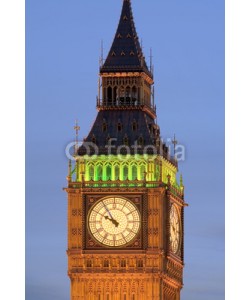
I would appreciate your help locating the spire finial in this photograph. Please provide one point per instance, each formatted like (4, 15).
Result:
(174, 142)
(76, 128)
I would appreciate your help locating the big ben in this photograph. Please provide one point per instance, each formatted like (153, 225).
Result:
(125, 202)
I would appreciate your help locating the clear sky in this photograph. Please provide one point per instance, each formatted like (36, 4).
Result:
(62, 49)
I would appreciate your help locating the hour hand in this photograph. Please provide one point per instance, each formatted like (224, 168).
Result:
(113, 221)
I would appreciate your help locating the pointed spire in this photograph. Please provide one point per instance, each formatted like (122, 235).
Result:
(126, 52)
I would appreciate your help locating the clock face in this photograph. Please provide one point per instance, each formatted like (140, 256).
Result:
(114, 221)
(174, 229)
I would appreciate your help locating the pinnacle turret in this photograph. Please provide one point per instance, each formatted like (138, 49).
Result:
(126, 54)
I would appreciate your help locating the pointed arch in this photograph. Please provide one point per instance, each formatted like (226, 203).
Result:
(134, 172)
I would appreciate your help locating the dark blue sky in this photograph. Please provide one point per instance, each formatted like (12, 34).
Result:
(62, 50)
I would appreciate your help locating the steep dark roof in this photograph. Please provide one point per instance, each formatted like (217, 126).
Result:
(145, 130)
(126, 53)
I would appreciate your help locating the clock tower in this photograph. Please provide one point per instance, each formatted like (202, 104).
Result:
(125, 203)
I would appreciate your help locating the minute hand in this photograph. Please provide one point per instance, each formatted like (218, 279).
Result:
(108, 211)
(113, 221)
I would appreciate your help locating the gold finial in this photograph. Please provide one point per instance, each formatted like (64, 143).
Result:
(174, 142)
(76, 128)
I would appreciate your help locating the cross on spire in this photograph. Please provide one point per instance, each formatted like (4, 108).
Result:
(77, 129)
(174, 142)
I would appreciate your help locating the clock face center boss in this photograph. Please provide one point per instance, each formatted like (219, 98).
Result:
(114, 221)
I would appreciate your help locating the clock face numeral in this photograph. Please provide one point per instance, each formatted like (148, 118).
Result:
(114, 222)
(175, 232)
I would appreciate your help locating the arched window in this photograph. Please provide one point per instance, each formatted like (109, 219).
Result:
(109, 94)
(108, 172)
(122, 95)
(134, 125)
(128, 95)
(134, 173)
(125, 173)
(119, 126)
(104, 126)
(134, 94)
(140, 141)
(93, 139)
(117, 172)
(115, 95)
(125, 140)
(99, 173)
(142, 172)
(91, 172)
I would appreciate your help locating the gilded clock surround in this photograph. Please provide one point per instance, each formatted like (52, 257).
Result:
(114, 221)
(127, 160)
(139, 241)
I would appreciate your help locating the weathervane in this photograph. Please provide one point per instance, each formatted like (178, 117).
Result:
(76, 128)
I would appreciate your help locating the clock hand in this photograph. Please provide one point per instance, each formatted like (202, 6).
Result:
(113, 221)
(108, 211)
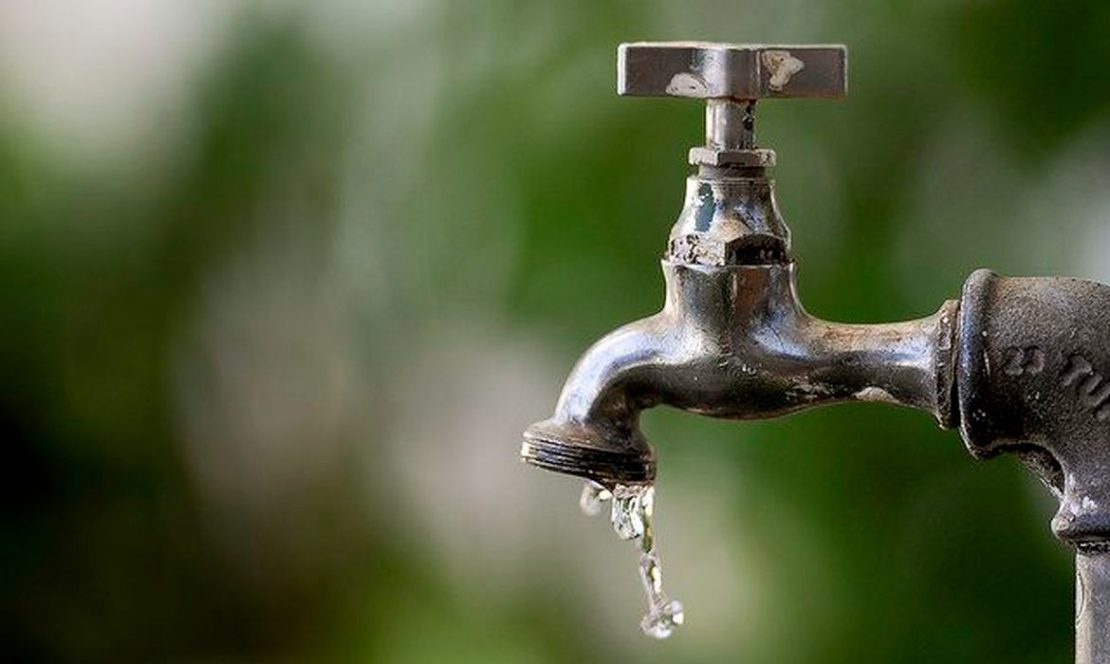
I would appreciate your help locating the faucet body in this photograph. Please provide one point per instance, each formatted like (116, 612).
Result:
(733, 341)
(1019, 364)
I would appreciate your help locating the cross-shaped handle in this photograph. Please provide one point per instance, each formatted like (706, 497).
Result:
(704, 70)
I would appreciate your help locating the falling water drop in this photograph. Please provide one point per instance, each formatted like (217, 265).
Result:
(593, 499)
(632, 513)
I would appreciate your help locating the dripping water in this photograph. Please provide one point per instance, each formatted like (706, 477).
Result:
(632, 511)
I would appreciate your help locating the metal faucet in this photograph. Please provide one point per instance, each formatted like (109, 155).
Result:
(1017, 364)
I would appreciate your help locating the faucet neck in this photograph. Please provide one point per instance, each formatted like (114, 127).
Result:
(729, 218)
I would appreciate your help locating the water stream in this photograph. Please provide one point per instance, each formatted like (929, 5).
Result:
(632, 511)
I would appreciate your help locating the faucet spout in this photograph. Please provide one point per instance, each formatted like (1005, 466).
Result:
(733, 342)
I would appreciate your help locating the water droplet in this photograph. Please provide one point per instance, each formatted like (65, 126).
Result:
(593, 499)
(632, 513)
(663, 615)
(632, 510)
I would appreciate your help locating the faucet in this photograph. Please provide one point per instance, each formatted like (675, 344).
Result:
(1016, 364)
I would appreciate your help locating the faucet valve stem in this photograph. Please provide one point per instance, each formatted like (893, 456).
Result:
(730, 78)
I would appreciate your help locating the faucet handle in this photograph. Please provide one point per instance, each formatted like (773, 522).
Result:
(730, 78)
(704, 70)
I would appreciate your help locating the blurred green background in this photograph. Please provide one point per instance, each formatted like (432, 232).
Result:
(282, 282)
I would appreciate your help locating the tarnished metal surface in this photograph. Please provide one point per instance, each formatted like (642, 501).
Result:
(736, 71)
(732, 342)
(1020, 364)
(1035, 378)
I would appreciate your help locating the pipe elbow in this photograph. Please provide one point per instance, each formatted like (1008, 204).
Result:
(595, 430)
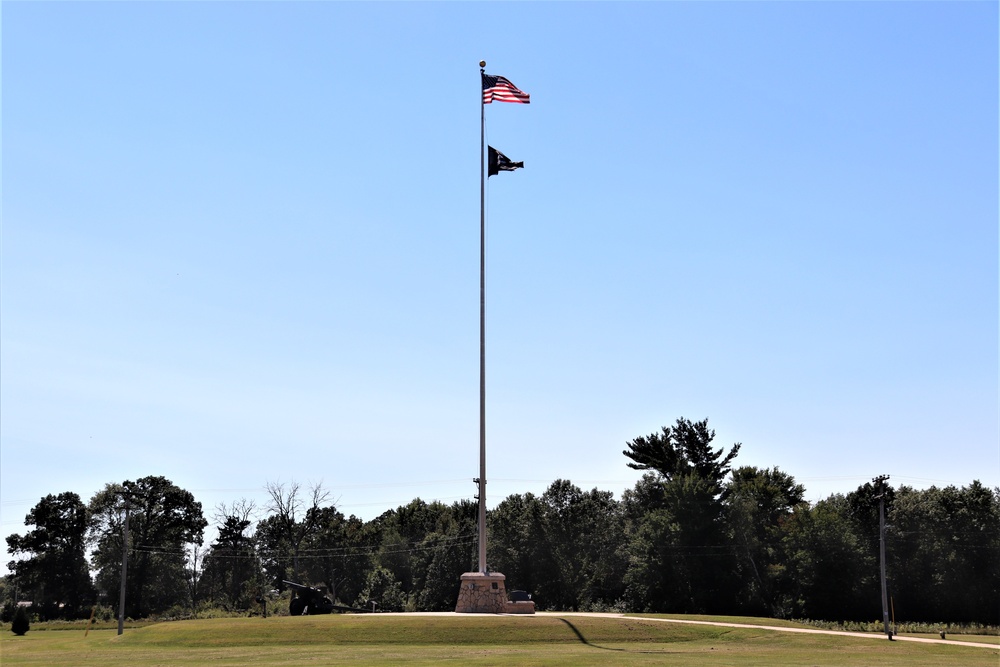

· · · · · · ·

Lines with the word "metal": copy each one from the data above.

I would appreciate your help locating the metal faucet in this photograph. Please provide one point per instance, each formatted like (109, 155).
I would appreciate your help locating the tarnished metal surface in this photograph. Please provide one point per instance, each formatted like (642, 501).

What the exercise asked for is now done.